**AIM OF THE TASK**
Copy the rows below word for word, from the line containing "Please identify the dry stone" through the final row, with both ends included.

[A block of data]
---
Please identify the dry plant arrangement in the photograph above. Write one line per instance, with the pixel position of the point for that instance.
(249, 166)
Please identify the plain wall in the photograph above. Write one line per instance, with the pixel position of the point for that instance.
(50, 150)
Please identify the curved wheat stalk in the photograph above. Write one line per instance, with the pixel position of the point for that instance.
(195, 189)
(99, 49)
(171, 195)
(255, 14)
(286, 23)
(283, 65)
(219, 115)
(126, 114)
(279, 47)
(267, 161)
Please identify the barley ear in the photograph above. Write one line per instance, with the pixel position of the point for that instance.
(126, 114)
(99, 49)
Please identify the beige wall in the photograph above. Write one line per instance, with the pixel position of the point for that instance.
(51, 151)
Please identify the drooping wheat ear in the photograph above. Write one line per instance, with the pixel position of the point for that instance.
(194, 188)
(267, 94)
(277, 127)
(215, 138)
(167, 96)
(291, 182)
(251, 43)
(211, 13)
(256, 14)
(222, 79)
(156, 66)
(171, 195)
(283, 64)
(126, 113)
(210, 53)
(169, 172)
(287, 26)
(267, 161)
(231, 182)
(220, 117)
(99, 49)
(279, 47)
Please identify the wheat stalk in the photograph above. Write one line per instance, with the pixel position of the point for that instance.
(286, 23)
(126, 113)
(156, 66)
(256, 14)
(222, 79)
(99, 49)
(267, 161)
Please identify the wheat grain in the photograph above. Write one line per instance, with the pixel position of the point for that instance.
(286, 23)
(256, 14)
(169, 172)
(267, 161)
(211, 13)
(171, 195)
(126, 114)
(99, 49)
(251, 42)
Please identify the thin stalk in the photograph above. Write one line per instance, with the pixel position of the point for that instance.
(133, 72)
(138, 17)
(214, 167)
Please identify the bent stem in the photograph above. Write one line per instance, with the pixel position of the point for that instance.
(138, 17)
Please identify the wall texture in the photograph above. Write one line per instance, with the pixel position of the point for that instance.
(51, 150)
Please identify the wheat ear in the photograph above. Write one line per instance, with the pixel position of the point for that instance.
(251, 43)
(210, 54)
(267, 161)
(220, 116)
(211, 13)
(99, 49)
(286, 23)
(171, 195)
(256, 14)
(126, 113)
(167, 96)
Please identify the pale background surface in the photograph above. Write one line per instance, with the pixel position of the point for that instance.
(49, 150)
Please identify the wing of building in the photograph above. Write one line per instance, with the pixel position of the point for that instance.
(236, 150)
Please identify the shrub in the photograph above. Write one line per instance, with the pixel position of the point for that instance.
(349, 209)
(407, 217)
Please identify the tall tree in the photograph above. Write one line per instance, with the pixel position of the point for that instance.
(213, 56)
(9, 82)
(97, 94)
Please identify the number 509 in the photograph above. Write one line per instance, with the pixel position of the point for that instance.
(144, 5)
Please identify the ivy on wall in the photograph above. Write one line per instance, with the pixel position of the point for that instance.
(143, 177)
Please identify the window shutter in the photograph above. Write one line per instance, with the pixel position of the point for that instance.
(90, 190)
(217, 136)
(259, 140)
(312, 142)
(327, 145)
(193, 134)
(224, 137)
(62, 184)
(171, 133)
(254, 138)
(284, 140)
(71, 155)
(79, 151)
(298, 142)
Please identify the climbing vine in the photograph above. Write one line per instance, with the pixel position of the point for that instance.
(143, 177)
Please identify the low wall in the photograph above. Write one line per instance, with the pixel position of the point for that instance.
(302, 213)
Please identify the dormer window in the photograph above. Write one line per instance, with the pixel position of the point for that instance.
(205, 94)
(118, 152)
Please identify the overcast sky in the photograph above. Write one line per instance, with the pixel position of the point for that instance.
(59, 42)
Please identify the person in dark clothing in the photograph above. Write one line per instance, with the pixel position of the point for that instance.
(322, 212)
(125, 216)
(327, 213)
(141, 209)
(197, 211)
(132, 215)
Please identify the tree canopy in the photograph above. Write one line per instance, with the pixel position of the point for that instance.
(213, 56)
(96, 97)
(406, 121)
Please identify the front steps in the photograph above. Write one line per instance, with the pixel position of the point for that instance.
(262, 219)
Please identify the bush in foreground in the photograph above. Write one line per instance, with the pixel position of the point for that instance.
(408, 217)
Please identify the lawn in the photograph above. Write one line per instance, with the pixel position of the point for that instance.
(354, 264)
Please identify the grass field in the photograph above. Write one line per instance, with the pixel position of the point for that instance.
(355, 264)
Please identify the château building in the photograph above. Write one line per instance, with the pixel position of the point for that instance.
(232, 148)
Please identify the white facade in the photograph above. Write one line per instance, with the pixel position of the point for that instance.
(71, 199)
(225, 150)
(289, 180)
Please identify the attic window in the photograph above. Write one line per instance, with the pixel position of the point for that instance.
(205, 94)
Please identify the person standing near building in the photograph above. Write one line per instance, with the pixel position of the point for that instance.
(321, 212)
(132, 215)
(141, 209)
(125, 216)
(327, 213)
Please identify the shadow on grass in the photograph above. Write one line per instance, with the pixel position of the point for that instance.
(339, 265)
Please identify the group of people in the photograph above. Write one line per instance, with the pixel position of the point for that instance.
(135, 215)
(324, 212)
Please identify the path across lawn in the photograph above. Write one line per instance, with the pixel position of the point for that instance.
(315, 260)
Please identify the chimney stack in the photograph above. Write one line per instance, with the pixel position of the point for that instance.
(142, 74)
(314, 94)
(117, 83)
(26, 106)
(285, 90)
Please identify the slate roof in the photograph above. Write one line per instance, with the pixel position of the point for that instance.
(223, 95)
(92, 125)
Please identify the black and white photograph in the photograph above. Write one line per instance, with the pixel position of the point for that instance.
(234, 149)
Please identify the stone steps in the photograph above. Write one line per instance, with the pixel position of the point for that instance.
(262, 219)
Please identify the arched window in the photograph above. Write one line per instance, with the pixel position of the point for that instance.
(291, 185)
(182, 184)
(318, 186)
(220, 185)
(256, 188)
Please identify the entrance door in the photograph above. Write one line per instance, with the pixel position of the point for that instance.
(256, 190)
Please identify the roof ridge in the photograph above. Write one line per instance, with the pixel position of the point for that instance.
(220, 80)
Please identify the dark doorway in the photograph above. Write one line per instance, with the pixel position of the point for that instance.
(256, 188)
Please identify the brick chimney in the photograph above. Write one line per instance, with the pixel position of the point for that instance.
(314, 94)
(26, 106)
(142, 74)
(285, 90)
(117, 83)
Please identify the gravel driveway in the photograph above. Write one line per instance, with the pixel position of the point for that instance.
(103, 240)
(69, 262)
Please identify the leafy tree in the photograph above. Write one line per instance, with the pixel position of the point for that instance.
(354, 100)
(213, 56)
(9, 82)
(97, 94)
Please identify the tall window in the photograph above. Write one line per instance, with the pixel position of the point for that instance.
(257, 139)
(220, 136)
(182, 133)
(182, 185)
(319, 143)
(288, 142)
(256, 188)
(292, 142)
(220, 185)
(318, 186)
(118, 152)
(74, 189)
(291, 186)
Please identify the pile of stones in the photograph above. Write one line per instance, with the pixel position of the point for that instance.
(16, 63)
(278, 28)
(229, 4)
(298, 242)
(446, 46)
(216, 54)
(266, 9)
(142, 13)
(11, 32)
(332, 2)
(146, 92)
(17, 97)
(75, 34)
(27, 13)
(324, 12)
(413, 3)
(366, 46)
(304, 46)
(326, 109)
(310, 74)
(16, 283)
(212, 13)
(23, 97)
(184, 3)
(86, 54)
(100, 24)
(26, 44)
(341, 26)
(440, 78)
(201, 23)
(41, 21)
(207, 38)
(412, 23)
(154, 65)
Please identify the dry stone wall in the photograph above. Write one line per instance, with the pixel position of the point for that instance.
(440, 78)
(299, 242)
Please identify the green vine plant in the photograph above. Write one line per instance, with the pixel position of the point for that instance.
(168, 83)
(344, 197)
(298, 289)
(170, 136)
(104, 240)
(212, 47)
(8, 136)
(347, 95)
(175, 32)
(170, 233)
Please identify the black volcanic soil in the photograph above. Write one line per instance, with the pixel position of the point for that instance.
---
**RESPONSE FOR THIS EXERCISE**
Please identify the dry stone wall in the photograph above. Write one line per instance, with the pixel position of the point for that instance.
(440, 78)
(299, 242)
Please identify the green vine plant in the photograph above. Write one line per instance, with the pixel position of the point for that instance.
(168, 83)
(344, 197)
(298, 289)
(170, 136)
(104, 240)
(212, 47)
(8, 136)
(347, 95)
(175, 32)
(170, 233)
Please identify the black volcanic soil in the photograph above. Write one line per instance, with the pixel position of the point for that instance.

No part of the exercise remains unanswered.